● **Task**
Set down every entry again word for word, please, but skip the pictures.

● **Data to use**
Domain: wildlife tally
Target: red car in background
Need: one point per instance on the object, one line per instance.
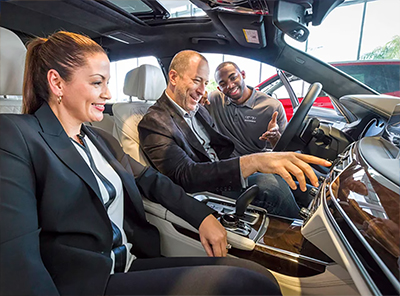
(382, 76)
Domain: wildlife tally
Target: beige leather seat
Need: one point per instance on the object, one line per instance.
(147, 84)
(12, 62)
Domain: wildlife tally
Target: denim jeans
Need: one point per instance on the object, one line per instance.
(275, 195)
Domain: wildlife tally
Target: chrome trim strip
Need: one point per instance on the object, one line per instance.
(294, 255)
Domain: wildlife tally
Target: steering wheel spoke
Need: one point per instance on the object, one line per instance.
(297, 122)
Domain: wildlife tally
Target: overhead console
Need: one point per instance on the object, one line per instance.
(291, 17)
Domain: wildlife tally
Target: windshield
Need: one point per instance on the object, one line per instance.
(361, 38)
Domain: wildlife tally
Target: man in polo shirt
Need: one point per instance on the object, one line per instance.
(178, 137)
(253, 120)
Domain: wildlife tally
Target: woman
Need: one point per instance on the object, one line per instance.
(71, 216)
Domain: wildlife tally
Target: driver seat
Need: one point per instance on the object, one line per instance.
(147, 83)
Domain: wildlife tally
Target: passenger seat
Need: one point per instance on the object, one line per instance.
(147, 83)
(12, 63)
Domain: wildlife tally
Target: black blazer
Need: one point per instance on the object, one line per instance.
(174, 150)
(55, 234)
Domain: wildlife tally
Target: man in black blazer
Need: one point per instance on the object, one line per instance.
(179, 137)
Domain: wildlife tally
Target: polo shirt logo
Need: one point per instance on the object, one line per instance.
(249, 118)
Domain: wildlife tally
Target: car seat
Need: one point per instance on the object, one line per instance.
(12, 62)
(147, 84)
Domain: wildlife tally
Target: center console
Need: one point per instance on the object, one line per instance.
(272, 241)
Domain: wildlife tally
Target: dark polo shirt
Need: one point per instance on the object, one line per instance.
(245, 123)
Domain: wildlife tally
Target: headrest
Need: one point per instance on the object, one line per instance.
(12, 62)
(146, 83)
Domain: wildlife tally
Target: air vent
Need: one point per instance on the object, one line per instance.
(343, 160)
(123, 37)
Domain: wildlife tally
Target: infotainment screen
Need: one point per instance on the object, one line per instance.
(392, 129)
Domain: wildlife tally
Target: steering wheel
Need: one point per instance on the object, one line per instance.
(296, 123)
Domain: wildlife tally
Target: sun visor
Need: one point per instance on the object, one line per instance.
(249, 31)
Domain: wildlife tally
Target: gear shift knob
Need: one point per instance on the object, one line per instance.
(245, 199)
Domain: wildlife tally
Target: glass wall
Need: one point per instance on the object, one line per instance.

● **Reply to the task**
Domain: wildlife tally
Target: red car in background
Need: one point per instance on the object, one line per instance.
(382, 76)
Domain: wildlife tally
Target: beige leather seat
Need: one point per instance on the object, one line per instance.
(147, 84)
(12, 62)
Domain: wildlife tally
Target: denim jeans
Need: one point per instance on the object, one line per instance.
(275, 195)
Domain: wildlife tally
Target: chrome trim strip
Need: one point per instance on the object, one line per instance.
(294, 255)
Domain: wildlife tally
Target: steering wheel spoke
Need: one point per instance on the object, one line per instance.
(297, 122)
Domain: wildlife tally
Target: overhead console
Need: one point per instance on the object, one line per instance.
(291, 17)
Domain: wildlife tally
Target: windshield
Need: one point per instance on the object, one line per instance.
(361, 38)
Domain: wildlife tally
Target: man in polo shirt
Need: one point per instance on the object, one line per instance.
(178, 137)
(253, 120)
Domain: wildlife tally
Target: woman
Need: one point per instance on the object, one line per instance.
(71, 216)
Domain: wildlife tally
Target: driver seat
Need: one point per instance on the object, one line per instance.
(147, 83)
Domain: wildlife tally
Target: passenger seat
Need: one point per instance on the object, one line per instance.
(147, 83)
(12, 63)
Domain: wildlife tally
Target: black blazer
Need: one point per instance on the object, one line per instance.
(174, 150)
(55, 234)
Domain: wildlife tally
Target: man in black blazer
Need: one point per instance on the object, one line per instance.
(179, 137)
Domain: wildlife tally
Target: polo shirt logo
Need: one point per instance on the object, one line per instance.
(249, 118)
Domain: wildlife tally
Target: car seat
Need: one point per instance on the object, one line per instance.
(12, 62)
(147, 84)
Domain: wildlife tally
Target: center console
Need: one point per instance on the object, one line per instance.
(272, 241)
Domain: wildlife tally
Target: dark polo shirt
Need: one point per instance on the object, one line per instance.
(245, 123)
Domain: wildlife tally
Target: headrest
Need: one point per instance on the object, one line per instance.
(12, 62)
(146, 83)
Domain: wildlife tally
Target: air vent
Need: one point per instance on the object, one line per instance.
(343, 160)
(123, 37)
Domain: wildlife tally
Target: infotainment screen
Need: one point per instance on the object, one line per instance.
(392, 129)
Domain: wildlife tally
Target: steering wheel
Need: one point per instance on the object, one line per instance.
(296, 123)
Domain: wildlife tally
Target: sun visor
Need: one point per instance on the object, one line per instance.
(249, 31)
Domain: wildlife tally
Target: gear shift knob
Need: one point per instance on the object, one line per instance.
(245, 199)
Domain: wildlife tally
Target: glass wall
Need: one point per instance on the object, one line per instance.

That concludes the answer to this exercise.